Directions for this task
Copy the lines verbatim, from the line with "Task: set a pin on each instance of the racket" through the end of the records.

Data shown
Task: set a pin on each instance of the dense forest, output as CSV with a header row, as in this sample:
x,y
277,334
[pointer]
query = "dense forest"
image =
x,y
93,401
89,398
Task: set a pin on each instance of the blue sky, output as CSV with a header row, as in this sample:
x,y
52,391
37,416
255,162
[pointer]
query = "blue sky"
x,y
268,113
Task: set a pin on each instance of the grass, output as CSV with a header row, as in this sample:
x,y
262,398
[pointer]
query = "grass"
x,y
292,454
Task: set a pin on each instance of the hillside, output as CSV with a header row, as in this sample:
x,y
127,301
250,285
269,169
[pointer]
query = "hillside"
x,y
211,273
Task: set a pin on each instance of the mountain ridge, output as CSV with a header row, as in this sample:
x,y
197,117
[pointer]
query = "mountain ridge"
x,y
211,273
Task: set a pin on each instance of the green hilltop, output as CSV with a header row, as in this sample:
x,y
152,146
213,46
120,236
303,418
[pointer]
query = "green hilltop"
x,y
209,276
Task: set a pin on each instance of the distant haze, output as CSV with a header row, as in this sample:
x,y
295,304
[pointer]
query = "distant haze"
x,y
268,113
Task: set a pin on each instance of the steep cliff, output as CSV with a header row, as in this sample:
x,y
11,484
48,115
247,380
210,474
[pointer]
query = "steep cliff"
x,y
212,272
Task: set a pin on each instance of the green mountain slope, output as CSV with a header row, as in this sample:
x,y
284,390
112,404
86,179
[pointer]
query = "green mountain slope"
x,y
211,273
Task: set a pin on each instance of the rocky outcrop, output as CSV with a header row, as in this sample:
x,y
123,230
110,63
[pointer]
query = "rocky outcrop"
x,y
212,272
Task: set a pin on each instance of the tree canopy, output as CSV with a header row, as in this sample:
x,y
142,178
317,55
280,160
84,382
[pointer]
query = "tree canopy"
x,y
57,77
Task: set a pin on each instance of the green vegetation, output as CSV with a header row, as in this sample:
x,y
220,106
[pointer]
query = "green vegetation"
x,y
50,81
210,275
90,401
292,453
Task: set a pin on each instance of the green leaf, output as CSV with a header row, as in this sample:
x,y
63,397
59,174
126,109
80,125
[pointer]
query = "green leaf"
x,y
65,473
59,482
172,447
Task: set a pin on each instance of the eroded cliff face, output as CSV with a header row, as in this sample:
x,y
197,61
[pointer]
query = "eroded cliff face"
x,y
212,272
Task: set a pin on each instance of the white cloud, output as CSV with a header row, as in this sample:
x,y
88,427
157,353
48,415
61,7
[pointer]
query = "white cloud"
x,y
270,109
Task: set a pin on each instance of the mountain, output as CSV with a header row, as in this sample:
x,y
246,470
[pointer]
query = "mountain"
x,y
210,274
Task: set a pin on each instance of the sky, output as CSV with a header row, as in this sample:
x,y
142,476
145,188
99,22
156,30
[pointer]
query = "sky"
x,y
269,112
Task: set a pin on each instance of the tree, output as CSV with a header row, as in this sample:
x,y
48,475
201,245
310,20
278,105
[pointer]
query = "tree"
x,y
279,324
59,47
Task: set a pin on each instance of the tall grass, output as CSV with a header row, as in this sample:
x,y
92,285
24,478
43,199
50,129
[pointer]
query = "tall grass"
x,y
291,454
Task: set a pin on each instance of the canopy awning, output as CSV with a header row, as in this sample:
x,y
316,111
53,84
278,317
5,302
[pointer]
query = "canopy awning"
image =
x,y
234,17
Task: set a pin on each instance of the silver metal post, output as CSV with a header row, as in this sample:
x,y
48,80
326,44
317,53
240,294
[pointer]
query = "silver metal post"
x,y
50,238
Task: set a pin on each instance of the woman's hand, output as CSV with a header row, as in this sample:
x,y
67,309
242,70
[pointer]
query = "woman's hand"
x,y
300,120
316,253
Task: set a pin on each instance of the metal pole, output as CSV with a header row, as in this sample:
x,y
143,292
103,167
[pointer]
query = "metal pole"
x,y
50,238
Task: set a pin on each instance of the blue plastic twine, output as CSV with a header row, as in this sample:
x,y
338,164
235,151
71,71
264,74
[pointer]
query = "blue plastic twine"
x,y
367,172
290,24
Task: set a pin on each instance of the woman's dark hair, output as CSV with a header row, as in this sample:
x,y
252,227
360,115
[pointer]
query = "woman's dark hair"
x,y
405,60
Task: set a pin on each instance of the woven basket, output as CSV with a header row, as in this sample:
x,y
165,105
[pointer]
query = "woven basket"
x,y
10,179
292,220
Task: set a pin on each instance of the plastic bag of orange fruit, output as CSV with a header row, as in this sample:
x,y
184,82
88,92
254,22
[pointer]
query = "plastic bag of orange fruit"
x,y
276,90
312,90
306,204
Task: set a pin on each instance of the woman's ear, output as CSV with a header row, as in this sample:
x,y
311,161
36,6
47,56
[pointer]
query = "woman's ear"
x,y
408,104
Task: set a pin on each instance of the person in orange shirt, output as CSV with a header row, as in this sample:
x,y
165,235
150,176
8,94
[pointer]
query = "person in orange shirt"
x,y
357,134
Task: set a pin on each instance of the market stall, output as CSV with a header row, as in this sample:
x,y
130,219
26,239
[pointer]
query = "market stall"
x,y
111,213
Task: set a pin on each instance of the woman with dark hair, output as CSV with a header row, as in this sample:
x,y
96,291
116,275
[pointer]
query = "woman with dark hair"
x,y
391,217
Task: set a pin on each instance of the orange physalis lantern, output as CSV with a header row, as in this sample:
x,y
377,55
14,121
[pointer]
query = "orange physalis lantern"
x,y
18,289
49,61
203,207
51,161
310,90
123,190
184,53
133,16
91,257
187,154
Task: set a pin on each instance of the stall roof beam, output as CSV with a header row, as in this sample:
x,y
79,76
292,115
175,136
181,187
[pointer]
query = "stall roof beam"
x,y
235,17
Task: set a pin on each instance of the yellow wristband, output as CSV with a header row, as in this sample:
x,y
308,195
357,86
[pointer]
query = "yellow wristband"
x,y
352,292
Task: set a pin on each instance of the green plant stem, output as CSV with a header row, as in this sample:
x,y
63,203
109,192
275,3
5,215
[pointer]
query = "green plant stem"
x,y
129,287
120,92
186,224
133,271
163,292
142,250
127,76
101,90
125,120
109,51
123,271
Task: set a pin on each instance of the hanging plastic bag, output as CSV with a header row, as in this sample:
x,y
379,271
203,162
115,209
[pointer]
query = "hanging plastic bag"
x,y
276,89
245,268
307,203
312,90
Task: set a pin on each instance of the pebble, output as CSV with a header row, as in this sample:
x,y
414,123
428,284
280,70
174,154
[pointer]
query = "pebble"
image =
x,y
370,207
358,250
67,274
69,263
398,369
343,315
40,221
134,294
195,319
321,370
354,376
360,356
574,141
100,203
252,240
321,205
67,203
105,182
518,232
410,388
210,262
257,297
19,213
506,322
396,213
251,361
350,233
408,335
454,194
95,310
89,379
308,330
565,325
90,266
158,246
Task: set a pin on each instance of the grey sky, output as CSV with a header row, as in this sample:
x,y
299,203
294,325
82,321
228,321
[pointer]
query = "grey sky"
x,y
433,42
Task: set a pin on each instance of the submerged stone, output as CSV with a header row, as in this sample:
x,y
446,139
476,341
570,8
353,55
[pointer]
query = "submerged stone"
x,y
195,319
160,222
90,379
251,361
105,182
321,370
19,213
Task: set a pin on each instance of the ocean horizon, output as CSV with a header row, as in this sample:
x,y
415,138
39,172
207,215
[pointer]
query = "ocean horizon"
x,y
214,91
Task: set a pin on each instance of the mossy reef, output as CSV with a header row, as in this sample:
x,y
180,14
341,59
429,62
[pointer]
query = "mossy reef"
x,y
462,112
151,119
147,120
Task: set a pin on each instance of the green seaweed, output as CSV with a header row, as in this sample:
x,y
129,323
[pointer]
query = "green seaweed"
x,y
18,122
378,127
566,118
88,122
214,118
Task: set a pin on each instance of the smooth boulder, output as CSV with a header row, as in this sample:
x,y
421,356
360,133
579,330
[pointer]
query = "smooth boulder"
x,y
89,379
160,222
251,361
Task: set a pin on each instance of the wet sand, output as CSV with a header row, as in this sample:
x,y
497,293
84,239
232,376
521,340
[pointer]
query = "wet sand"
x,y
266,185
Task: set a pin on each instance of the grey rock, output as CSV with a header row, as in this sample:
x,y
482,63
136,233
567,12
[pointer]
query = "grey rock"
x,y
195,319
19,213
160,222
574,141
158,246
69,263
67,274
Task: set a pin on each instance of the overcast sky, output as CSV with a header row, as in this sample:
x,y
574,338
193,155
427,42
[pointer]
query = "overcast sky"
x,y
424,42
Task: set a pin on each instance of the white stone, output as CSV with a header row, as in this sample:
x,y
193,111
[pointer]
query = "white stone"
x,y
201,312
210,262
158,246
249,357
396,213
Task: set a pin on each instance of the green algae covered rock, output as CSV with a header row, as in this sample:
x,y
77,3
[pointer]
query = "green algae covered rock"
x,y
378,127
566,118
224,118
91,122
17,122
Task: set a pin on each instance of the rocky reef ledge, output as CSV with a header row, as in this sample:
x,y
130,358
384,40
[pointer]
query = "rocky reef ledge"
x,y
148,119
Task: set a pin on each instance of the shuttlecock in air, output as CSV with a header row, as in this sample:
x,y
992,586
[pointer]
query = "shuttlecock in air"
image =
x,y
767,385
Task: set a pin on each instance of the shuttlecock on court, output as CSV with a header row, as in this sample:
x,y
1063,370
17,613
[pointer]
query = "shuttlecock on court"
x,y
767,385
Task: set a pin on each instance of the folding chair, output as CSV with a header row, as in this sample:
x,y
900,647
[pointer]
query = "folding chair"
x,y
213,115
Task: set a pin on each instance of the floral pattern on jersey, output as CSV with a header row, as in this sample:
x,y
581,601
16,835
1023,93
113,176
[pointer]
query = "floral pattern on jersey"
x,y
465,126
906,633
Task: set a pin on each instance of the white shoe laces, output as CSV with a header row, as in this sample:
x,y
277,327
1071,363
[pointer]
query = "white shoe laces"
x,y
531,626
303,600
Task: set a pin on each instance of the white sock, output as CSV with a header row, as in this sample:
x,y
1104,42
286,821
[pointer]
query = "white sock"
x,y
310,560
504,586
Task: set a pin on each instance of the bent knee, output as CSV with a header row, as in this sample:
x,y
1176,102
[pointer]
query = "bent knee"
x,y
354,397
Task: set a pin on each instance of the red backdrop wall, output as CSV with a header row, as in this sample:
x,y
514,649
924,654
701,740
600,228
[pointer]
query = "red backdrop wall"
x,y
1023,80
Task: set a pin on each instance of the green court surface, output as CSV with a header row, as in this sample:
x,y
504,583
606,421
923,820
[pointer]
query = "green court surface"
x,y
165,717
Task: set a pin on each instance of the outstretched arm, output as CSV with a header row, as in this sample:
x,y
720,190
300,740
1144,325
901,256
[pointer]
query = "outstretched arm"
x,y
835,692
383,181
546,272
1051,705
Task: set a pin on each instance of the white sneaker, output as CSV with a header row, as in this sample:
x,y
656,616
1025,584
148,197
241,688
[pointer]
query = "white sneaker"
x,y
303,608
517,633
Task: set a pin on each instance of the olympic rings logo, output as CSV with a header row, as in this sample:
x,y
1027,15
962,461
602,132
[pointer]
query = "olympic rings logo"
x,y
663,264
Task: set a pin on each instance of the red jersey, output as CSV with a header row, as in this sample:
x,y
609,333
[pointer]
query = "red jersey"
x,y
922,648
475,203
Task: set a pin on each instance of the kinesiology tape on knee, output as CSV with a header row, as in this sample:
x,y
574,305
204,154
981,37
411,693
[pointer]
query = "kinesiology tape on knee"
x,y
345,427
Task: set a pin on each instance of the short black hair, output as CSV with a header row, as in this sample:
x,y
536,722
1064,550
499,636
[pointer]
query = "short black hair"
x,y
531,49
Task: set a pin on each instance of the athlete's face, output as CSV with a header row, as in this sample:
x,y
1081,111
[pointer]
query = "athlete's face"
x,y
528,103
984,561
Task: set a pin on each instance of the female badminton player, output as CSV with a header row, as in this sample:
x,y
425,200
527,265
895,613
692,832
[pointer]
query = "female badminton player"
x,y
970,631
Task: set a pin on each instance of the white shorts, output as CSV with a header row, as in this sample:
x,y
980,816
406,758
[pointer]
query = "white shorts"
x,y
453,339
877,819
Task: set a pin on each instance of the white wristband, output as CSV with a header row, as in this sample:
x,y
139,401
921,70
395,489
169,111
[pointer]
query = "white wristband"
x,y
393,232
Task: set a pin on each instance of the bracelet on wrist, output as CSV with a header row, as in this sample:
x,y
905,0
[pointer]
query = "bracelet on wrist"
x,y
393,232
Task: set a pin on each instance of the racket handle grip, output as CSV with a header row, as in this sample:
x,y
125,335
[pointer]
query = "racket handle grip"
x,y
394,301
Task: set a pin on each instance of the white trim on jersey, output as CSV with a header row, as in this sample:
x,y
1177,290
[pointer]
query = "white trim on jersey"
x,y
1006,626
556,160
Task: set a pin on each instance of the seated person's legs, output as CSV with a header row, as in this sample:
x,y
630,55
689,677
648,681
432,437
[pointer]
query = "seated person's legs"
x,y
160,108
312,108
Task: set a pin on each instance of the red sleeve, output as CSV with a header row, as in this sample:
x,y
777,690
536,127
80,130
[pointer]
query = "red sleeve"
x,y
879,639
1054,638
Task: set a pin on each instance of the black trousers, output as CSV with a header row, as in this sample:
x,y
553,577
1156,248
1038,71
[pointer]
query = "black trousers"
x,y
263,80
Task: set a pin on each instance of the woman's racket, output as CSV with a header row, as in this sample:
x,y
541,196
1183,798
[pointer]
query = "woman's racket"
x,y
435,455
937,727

Solution below
Task: set a pin on each instance of the racket handle grip, output as CSV with a header row, as in this sample:
x,y
125,335
[pointer]
query = "racket handle grip"
x,y
394,301
Task: set a pin on each instance of the white trim on jersey, output as CSV with a header row, as in this sample:
x,y
1177,290
[pointer]
query = "white trim on jersey"
x,y
1006,626
556,160
Task: set a pin on each instance of the seated person's legs, output as CSV with a header row, as in this sample:
x,y
630,55
689,677
648,681
432,437
[pointer]
query = "seated person's legs"
x,y
160,108
312,108
Task: set a pin on each instance of the red sleeve, output as CSV with a header row, as in this sample:
x,y
777,690
536,127
80,130
[pointer]
query = "red sleeve"
x,y
879,639
1054,638
Task: set a pin on each instance of the black trousers, output as CSV with a header row, as in this sample:
x,y
553,577
1156,248
1038,71
[pointer]
query = "black trousers"
x,y
263,80
Task: set a pin on each instance of the woman's racket, output as CSV with a header row, as in this sample:
x,y
541,196
1183,798
[pointer]
query = "woman's racket"
x,y
435,455
937,727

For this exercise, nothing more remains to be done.